#### [Source passage]
* BEGIN *

Danny drooled over the bike. It was a sleek, black R 60, equipped with both a faring and a luggage rack. According to the dealer (who spoke the international language of used vehicle dealers everywhere), it allegedly had had only one previous owner. In short, it seemed to be the incarnation of Danny’s fondest dreams. I, on the other hand, failed to be moved by its external beauty. One only had to take a walk in the drizzle to experience the inevitability of other than sunny skies ahead. And I was appalled by the fact that the motorcycle cost as much as the bus and more than the car. It seemed that one was getting a lot less vehicle for one’s money. I guess, too, that the motorcycle fantasy was just less compelling from the point of view of the rear-seat occupant: rather than conquering the elements I saw myself as simply exposed to them, a perennially passive passenger. It was not I who was going to act out the image of Warren Beatty or Marlon Brando; being a passenger on the back of a motorcycle did not satisfy my fantasies of freedom and liberation.

* END *

#### [Raw data]
* BEGIN *

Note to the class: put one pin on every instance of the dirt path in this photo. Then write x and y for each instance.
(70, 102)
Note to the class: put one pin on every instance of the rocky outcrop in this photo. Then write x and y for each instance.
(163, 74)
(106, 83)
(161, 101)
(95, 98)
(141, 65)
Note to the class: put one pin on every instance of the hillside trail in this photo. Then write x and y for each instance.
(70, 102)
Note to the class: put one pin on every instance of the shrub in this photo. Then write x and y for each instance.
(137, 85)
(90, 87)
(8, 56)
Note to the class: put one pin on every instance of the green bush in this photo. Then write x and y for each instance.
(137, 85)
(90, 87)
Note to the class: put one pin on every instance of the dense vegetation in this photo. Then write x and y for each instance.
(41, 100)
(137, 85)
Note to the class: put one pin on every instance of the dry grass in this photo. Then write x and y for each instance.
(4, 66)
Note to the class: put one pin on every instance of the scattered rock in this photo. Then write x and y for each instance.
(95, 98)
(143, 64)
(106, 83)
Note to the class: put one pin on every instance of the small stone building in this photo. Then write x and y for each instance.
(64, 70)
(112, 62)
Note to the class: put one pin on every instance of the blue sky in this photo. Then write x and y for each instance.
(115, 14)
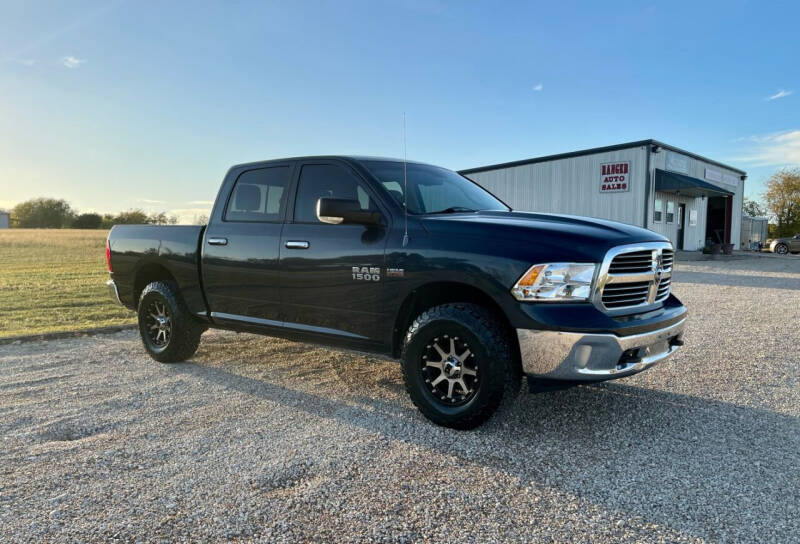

* END *

Reproduce the passage about the used motorcycle word for word, from beginning to end.

#### [Complete output]
Danny drooled over the bike. It was a sleek, black R 60, equipped with both a faring and a luggage rack. According to the dealer (who spoke the international language of used vehicle dealers everywhere), it allegedly had had only one previous owner. In short, it seemed to be the incarnation of Danny’s fondest dreams. I, on the other hand, failed to be moved by its external beauty. One only had to take a walk in the drizzle to experience the inevitability of other than sunny skies ahead. And I was appalled by the fact that the motorcycle cost as much as the bus and more than the car. It seemed that one was getting a lot less vehicle for one’s money. I guess, too, that the motorcycle fantasy was just less compelling from the point of view of the rear-seat occupant: rather than conquering the elements I saw myself as simply exposed to them, a perennially passive passenger. It was not I who was going to act out the image of Warren Beatty or Marlon Brando; being a passenger on the back of a motorcycle did not satisfy my fantasies of freedom and liberation.